** Work task 1 **
Could you update the radio interview between "The People's Songs, your" and "accepted back home'.", inclusive, reproducing that part with "little black case" changed to "battered suitcase"?
** Work task 2 **
Can you take the radio interview further, continuing it from its final sentence?

** Passage **
────

The People's Songs, your year-long social history of pop music on Radio 2, has come to an end. Any particular listeners' anecdotes that stick out?

The "Smalltown Boy" episode, that centred around Bronski Beat, was brilliant because we got lots of small-town boys and girls who said, 'That record summed up my life. I left in the morning from some northern town with everything I owned in a little black case and went to London or Manchester or Liverpool because I knew that I wouldn't be accepted back home'.

Britain's love affair with the radio seems to go from strength to strength. What would you say that's down to?

We're small enough to have a national radio culture. It used to be said you could drive across America and know where you were from what music you were listening to. The wireless is associated with big things in our history: people got round the radio and listened to Winston Churchill's speeches and JB Priestley's columns. We've always had the radio at the heart of our psyche, right down to growing up with the Radio 1 Breakfast Show.

There was one particular episode of The People's Songs called 'How Pop Found a Social Conscience'. Do you think pop has now lost that conscience?

I think pop has retreated into itself in that pop songs these days are just about the internal lives of the musicians. In the Seventies you'd get Paul McCartney making a record like "Give Ireland Back to The Irish", which is incredible. An endless succession of ironic hipsters just writing about themselves and their love lives is OK, but I think it would be nice to have people who wrote a little bit about subjects external to themselves as well.

Why that shift?

This is going to make me sound like an old tub-thumping Marxist, but I think that the class make-up of pop writers has definitely changed. If you look at writers like Eric Clapton and Rod Stewart, they were all working class. The Beatles were all working class. Nowadays, most working-class kids can't afford the equipment and the time to be in a band. I think a new generation has grown up and because their experiences of life are perhaps a little more comfortable, they're less angry and slightly less politicised.

────

** Provided records **
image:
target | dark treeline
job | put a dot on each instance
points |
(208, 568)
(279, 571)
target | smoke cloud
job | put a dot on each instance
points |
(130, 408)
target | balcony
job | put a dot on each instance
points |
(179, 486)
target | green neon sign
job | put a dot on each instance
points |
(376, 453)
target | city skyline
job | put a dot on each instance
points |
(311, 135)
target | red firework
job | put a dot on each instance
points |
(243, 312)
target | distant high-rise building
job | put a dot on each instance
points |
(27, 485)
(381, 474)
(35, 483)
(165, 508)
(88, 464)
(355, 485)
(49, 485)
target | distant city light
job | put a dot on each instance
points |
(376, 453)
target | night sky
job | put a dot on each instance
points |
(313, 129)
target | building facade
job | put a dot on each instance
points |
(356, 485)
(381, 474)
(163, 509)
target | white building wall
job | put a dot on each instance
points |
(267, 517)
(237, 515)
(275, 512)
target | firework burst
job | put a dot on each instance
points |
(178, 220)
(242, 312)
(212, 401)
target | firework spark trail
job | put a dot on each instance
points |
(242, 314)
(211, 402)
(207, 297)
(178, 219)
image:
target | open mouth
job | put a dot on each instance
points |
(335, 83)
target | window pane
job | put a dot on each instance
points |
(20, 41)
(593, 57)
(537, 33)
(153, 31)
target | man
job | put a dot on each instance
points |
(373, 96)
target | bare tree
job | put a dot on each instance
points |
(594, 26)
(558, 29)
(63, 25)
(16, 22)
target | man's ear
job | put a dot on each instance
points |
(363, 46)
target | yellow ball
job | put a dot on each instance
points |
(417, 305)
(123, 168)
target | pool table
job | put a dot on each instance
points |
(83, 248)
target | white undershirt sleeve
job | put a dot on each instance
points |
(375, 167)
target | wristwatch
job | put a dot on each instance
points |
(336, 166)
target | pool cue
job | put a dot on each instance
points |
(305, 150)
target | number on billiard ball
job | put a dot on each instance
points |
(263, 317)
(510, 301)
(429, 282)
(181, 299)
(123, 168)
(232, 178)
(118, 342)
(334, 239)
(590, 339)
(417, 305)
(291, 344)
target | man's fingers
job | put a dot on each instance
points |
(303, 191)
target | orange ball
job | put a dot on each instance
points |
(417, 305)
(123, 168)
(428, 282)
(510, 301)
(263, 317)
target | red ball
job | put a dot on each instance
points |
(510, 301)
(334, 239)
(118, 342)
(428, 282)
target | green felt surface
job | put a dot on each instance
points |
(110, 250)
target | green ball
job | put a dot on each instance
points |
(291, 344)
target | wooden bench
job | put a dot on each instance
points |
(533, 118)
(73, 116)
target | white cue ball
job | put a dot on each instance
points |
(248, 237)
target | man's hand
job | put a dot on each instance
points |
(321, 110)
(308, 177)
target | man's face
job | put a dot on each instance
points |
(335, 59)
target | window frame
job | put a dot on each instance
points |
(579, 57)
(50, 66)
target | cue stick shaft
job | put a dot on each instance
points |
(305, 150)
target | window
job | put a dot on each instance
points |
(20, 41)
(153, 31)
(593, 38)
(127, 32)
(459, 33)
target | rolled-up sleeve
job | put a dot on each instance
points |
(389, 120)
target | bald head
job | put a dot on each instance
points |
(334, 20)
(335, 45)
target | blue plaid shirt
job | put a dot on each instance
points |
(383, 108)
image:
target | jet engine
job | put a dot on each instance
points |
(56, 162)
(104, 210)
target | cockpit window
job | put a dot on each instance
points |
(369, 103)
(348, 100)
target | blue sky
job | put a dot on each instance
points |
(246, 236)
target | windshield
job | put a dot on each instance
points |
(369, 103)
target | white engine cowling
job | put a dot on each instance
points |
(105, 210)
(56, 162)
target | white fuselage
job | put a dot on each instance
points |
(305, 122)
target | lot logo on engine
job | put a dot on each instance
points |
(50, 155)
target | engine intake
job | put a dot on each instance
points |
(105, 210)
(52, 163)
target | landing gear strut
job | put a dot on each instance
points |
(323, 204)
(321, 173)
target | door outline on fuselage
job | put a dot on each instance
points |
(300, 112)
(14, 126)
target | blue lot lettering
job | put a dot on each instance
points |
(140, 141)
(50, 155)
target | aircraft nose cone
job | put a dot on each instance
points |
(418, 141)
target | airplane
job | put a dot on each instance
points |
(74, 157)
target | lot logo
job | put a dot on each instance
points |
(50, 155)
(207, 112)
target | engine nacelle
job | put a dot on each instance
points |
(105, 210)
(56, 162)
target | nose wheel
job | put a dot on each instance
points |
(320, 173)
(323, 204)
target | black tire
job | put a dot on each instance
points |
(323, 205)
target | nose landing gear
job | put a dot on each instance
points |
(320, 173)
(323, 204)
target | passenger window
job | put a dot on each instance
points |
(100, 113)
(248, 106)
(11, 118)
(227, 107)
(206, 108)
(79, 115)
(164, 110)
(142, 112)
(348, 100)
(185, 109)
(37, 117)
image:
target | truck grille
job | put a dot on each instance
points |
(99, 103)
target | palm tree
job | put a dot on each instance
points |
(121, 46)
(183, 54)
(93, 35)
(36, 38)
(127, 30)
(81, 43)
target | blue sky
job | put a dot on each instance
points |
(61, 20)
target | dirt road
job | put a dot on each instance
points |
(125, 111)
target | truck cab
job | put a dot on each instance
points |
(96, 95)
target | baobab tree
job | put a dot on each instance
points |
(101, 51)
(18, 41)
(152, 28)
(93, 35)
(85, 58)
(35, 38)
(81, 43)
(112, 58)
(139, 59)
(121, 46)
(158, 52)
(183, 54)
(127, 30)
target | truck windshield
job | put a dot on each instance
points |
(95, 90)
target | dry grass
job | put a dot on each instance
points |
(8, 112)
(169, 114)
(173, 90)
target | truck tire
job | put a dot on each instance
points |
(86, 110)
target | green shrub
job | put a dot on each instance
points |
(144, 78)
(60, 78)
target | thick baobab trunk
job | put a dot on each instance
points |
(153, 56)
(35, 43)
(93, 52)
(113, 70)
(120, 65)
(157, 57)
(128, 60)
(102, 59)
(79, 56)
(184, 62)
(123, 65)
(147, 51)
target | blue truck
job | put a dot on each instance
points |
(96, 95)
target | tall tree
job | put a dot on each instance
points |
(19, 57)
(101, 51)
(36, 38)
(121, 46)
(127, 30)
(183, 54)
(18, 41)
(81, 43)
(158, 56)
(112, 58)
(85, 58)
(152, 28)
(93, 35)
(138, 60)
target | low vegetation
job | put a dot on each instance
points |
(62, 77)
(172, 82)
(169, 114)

────

** Task answer 1 **
The People's Songs, your year-long social history of pop music on Radio 2, has come to an end. Any particular listeners' anecdotes that stick out?

The "Smalltown Boy" episode, that centred around Bronski Beat, was brilliant because we got lots of small-town boys and girls who said, 'That record summed up my life. I left in the morning from some northern town with everything I owned in a battered suitcase and went to London or Manchester or Liverpool because I knew that I wouldn't be accepted back home'.

** Task answer 2 **
Pop's gone posh!

It has gone posh. When I grew up, everyone always used to say about Genesis that they went to Charterhouse. And they were unique for that. Now, if you went 'Oh they went to public school you know,' that would be the norm, not the exception.

You've said you don't trust people who don't like disco. Do you think Chic's revival is here to stay, or was it just the sound of summer 2013?

Definitely not! People are finally coming around to what I've been saying for years: Chic are one of the greatest bands that ever lived. Disco is too small a word for it really, they turned it into an art form.

Is there a genre of music you particularly don't like?

I don't like The Pogues, and faux Irish knees-up music. And I don't like good-time music: it makes me feel bad.

You've been credited with starting two rumours: that Bob Holness played the sax solo on Gerry Rafferty's "Baker Street" and that David Bowie invented Connect 4. Would you like to take this opportunity to start another?

Certainly. Let's say... Neil Tennant of the Pet Shop Boys is a fully-qualified Rugby League referee.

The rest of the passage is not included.